▶ _Your goal_:
Without any alteration, retype the records that appear below.

(Stored data)
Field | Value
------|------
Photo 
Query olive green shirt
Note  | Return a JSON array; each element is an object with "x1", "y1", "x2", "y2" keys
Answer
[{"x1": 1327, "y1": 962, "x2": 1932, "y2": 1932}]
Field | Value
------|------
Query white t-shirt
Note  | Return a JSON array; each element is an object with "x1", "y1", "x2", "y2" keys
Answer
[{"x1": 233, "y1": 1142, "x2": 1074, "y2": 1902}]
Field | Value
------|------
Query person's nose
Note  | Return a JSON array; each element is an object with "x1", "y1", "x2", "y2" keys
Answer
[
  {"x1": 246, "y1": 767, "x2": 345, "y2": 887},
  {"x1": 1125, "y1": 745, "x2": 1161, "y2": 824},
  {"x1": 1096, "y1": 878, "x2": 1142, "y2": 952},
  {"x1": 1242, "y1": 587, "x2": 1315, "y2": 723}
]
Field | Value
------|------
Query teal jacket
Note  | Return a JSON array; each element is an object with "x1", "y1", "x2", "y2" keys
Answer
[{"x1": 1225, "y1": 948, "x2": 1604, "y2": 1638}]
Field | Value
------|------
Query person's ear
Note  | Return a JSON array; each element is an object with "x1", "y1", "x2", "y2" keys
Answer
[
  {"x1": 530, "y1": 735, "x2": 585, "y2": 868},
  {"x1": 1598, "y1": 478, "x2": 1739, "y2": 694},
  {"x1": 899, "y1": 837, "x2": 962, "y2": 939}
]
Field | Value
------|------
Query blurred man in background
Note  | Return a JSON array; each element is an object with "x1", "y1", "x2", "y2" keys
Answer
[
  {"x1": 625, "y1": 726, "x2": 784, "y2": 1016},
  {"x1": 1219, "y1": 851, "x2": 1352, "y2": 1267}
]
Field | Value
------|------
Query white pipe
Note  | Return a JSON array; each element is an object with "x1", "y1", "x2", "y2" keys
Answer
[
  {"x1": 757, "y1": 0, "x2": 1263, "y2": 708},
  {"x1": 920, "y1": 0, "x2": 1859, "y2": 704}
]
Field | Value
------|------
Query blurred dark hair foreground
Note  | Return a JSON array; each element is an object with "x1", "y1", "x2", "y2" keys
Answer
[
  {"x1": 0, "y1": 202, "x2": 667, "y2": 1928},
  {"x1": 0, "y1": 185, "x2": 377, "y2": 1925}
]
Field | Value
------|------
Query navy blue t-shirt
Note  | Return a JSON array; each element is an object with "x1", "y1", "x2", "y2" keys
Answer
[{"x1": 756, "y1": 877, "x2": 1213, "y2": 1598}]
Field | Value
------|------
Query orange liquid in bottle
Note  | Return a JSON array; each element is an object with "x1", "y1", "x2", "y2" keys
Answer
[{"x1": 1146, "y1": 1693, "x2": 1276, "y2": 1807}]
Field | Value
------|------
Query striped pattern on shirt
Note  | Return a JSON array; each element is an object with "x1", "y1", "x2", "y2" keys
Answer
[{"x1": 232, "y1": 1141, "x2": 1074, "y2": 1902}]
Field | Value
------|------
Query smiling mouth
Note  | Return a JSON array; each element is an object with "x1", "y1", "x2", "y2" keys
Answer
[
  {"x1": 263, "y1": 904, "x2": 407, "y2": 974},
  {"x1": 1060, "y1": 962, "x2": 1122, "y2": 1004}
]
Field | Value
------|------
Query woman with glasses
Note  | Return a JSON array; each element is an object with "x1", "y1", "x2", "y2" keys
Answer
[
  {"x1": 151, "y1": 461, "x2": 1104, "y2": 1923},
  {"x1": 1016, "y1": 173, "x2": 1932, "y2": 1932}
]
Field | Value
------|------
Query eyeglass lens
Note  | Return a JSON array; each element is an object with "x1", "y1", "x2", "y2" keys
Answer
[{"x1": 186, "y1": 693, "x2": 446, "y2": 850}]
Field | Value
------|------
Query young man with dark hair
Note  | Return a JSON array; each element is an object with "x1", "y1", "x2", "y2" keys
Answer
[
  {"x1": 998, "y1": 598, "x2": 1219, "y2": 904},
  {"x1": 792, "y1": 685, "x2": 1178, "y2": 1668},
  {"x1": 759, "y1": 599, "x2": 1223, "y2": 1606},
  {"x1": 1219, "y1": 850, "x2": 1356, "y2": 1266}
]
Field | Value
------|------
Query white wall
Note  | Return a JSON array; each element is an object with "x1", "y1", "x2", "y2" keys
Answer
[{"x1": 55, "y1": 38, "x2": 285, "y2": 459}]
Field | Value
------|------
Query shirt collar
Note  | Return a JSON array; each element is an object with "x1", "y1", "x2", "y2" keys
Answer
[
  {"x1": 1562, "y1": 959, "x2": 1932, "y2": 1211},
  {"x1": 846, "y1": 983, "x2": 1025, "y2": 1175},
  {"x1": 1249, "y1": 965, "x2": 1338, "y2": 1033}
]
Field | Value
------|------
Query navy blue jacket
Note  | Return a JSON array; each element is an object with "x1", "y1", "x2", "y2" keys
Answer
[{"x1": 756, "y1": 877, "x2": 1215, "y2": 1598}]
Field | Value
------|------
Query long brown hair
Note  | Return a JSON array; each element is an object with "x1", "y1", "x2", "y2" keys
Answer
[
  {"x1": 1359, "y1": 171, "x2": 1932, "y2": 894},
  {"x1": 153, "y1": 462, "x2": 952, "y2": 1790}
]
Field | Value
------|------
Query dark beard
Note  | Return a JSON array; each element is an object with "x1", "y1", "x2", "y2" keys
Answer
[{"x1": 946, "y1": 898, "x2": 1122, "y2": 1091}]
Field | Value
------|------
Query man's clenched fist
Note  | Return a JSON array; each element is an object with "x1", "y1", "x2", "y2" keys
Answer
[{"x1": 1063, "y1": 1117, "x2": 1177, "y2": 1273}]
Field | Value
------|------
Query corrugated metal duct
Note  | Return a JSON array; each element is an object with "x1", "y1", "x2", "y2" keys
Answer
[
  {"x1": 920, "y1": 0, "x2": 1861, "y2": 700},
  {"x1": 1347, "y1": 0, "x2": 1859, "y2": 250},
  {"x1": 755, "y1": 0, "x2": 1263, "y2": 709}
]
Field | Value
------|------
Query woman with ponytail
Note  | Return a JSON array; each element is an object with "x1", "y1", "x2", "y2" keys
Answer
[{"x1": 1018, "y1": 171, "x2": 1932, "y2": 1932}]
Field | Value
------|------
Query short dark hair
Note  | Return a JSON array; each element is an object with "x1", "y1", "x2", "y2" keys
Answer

▶ _Expected answer_:
Field | Value
------|------
Photo 
Query olive green shirt
Note  | Return a JSON array; each element is an object with "x1", "y1", "x2", "y2" keys
Answer
[{"x1": 1327, "y1": 962, "x2": 1932, "y2": 1932}]
Field | Value
------|------
Query white t-shirt
Note  | Return a JSON array; each element is an object with "x1", "y1", "x2", "y2" keys
Answer
[{"x1": 233, "y1": 1142, "x2": 1074, "y2": 1902}]
Field | Value
------|------
Query person's nose
Note  | Return a JSON array; each element is an object with "x1", "y1", "x2", "y2" keys
Answer
[
  {"x1": 246, "y1": 767, "x2": 345, "y2": 887},
  {"x1": 1125, "y1": 745, "x2": 1161, "y2": 824},
  {"x1": 1096, "y1": 878, "x2": 1142, "y2": 952},
  {"x1": 1242, "y1": 587, "x2": 1315, "y2": 723}
]
Field | Value
------|------
Query teal jacket
Note  | Return a JSON array; each element is an object with "x1", "y1", "x2", "y2" keys
Answer
[{"x1": 1225, "y1": 948, "x2": 1604, "y2": 1638}]
Field | Value
------|------
Query person's ear
Note  | Return a JSON array; each element is an object with "x1", "y1", "x2", "y2" keys
Answer
[
  {"x1": 530, "y1": 735, "x2": 585, "y2": 868},
  {"x1": 1598, "y1": 478, "x2": 1739, "y2": 694},
  {"x1": 899, "y1": 837, "x2": 962, "y2": 939}
]
Field | Value
------|------
Query blurred man in background
Note  | Return a JSON array; each element is an object with "x1", "y1", "x2", "y2" keys
Answer
[
  {"x1": 625, "y1": 726, "x2": 784, "y2": 1016},
  {"x1": 1219, "y1": 851, "x2": 1352, "y2": 1267}
]
Field | Value
------|------
Query white pipe
Note  | Return a JSON array; each element is an object with "x1", "y1", "x2", "y2" keys
Answer
[
  {"x1": 757, "y1": 0, "x2": 1263, "y2": 708},
  {"x1": 920, "y1": 0, "x2": 1859, "y2": 704}
]
Field | Value
------|------
Query blurred dark hair foreground
Note  | Return a JSON array; each element is an object with "x1", "y1", "x2", "y2" keys
Answer
[
  {"x1": 0, "y1": 202, "x2": 667, "y2": 1928},
  {"x1": 0, "y1": 185, "x2": 377, "y2": 1925}
]
Field | Value
------|------
Query navy blue t-shirt
Note  | Return a JSON array; each element is an object with "x1", "y1", "x2", "y2" keys
Answer
[{"x1": 756, "y1": 877, "x2": 1213, "y2": 1598}]
Field | Value
------|------
Query orange liquid in bottle
Note  | Return a JSON array; each element is an object with "x1", "y1", "x2", "y2" keys
Answer
[{"x1": 1146, "y1": 1693, "x2": 1276, "y2": 1807}]
Field | Value
------|------
Query striped pattern on shirt
Note  | Return a JSON array; each element is an object with "x1", "y1", "x2", "y2" keys
Answer
[{"x1": 232, "y1": 1141, "x2": 1074, "y2": 1902}]
Field | Value
------|------
Query smiling mouth
Note  | Return a JSON array; each element is an object with "x1", "y1", "x2", "y2" keys
Answer
[
  {"x1": 263, "y1": 904, "x2": 407, "y2": 974},
  {"x1": 1060, "y1": 962, "x2": 1122, "y2": 1004}
]
Field | Value
------|------
Query woman with glasses
Note  | Return a JSON array; each element is an object with "x1", "y1", "x2", "y2" keys
Answer
[
  {"x1": 151, "y1": 461, "x2": 1104, "y2": 1923},
  {"x1": 1016, "y1": 173, "x2": 1932, "y2": 1932}
]
Field | Value
------|------
Query eyeglass lens
Note  | Return a JSON array; each element is an object with "x1", "y1", "x2", "y2" keys
Answer
[{"x1": 186, "y1": 693, "x2": 446, "y2": 850}]
Field | Value
------|------
Query young man with dark hair
Note  | Return a JSON array; each element is an object with "x1", "y1", "x2", "y2" keys
Answer
[
  {"x1": 998, "y1": 598, "x2": 1219, "y2": 904},
  {"x1": 792, "y1": 685, "x2": 1178, "y2": 1668},
  {"x1": 759, "y1": 599, "x2": 1223, "y2": 1606},
  {"x1": 1219, "y1": 850, "x2": 1356, "y2": 1266}
]
Field | Value
------|------
Query white wall
Note  | Return a JSON array; each element is an object with "x1", "y1", "x2", "y2" keys
Answer
[{"x1": 55, "y1": 38, "x2": 285, "y2": 459}]
Field | Value
------|------
Query shirt collar
Note  | Return a JSON array; each element is an object with "x1", "y1", "x2", "y2" keys
Answer
[
  {"x1": 1562, "y1": 959, "x2": 1932, "y2": 1211},
  {"x1": 846, "y1": 983, "x2": 1025, "y2": 1175},
  {"x1": 1249, "y1": 965, "x2": 1338, "y2": 1033}
]
Field | Value
------|------
Query navy blue jacket
Note  | Return a JSON array; each element is an object with "x1", "y1", "x2", "y2" keys
Answer
[{"x1": 756, "y1": 877, "x2": 1215, "y2": 1598}]
Field | Value
------|------
Query long brown hair
Note  | Return a JSON array; each element is an object with "x1", "y1", "x2", "y2" keys
Answer
[
  {"x1": 1359, "y1": 171, "x2": 1932, "y2": 894},
  {"x1": 153, "y1": 462, "x2": 952, "y2": 1790}
]
Field | Value
------|------
Query dark beard
Note  | Return a JSON array; each element is an object with "x1", "y1", "x2", "y2" keys
Answer
[{"x1": 946, "y1": 898, "x2": 1122, "y2": 1091}]
Field | Value
------|------
Query man's clenched fist
Note  | Return a JSON array; each element is an object with "x1", "y1", "x2", "y2" keys
Answer
[{"x1": 1063, "y1": 1117, "x2": 1177, "y2": 1273}]
Field | Value
------|------
Query corrugated metal duct
Note  | Return a JSON array; each element is an object with "x1", "y1", "x2", "y2" keys
Answer
[
  {"x1": 920, "y1": 0, "x2": 1861, "y2": 700},
  {"x1": 1347, "y1": 0, "x2": 1859, "y2": 250},
  {"x1": 755, "y1": 0, "x2": 1263, "y2": 709}
]
Field | Value
------|------
Query woman with ponytail
Note  | Return a JSON array; each element is an object with "x1", "y1", "x2", "y2" keys
Answer
[{"x1": 1018, "y1": 171, "x2": 1932, "y2": 1932}]
Field | Value
------|------
Query short dark hair
Note  | Return a JSON array; each element is an object with "x1", "y1", "x2", "y2" keys
Answer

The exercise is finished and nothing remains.